╭─ Records to use
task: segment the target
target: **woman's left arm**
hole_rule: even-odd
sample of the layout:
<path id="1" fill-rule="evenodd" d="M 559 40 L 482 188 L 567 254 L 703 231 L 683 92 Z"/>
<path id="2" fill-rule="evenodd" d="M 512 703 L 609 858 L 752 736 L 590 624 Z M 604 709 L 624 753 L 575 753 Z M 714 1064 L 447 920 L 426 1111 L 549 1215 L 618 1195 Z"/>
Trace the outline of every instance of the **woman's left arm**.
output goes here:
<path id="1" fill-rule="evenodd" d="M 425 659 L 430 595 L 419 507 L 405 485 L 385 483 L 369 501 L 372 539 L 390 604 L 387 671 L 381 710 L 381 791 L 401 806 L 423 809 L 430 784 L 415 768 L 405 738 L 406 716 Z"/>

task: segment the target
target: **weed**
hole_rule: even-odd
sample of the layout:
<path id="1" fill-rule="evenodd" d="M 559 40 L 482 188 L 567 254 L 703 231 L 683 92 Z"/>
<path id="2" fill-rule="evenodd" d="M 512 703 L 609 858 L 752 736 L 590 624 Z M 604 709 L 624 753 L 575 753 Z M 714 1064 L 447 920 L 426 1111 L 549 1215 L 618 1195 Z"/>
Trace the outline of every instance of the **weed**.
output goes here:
╰─
╭─ Records to use
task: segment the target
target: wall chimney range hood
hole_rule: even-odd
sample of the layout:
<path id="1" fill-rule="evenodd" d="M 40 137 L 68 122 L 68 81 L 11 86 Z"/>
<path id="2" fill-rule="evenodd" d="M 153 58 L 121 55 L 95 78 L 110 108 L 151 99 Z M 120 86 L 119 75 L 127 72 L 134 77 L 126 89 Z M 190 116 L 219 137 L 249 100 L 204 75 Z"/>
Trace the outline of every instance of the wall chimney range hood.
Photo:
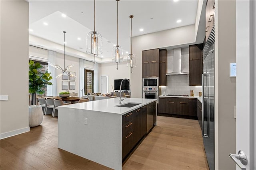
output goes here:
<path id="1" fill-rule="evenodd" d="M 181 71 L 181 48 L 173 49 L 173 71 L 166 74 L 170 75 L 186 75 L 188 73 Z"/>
╰─
╭─ Records to use
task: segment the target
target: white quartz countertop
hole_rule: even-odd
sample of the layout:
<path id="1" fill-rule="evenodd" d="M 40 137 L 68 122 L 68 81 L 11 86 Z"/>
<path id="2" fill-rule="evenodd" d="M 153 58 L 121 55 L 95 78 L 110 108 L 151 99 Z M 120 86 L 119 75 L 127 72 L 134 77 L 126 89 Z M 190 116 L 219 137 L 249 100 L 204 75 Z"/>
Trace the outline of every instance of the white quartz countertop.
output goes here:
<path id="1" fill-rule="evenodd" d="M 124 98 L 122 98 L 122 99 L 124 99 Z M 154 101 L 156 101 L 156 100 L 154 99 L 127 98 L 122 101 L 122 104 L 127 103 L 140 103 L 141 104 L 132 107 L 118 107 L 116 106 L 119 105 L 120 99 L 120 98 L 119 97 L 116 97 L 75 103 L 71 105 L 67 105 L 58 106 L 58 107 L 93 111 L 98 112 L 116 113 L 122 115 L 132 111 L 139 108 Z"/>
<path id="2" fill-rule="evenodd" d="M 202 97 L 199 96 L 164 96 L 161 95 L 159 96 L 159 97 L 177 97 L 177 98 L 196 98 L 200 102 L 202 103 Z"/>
╰─
- **Directive**: Locate each line of the data above that contains the word "countertop" and copy those lines. The match is case-sensitive.

- **Task response**:
target: white quartz countertop
Trace the outline of every instance of the white quartz countertop.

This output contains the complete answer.